EXERCISE DETAILS> Find every line below where the word "backpack" occurs, then give how many you found and nothing else.

LISTED ENTRIES>
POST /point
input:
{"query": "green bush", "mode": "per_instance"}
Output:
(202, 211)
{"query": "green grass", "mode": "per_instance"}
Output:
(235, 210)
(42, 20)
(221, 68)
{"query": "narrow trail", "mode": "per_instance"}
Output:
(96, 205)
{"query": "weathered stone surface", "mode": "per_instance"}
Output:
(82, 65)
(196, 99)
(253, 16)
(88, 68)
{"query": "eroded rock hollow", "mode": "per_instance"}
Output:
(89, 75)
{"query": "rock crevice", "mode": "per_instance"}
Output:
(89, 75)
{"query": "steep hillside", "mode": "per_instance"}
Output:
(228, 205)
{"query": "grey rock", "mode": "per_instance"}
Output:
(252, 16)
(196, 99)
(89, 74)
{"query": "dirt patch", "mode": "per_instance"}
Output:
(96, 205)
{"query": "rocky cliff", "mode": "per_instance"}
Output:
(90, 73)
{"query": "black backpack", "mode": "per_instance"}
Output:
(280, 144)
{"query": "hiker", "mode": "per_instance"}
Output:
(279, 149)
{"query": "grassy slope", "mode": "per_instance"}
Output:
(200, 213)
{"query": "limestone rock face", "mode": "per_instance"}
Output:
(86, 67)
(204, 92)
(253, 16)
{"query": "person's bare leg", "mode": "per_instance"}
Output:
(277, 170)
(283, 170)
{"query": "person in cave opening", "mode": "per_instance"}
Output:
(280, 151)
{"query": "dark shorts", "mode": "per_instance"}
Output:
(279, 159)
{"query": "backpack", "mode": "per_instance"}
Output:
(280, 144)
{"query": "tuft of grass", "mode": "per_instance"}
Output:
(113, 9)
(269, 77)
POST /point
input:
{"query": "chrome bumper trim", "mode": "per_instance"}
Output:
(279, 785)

TASK RESULT> 2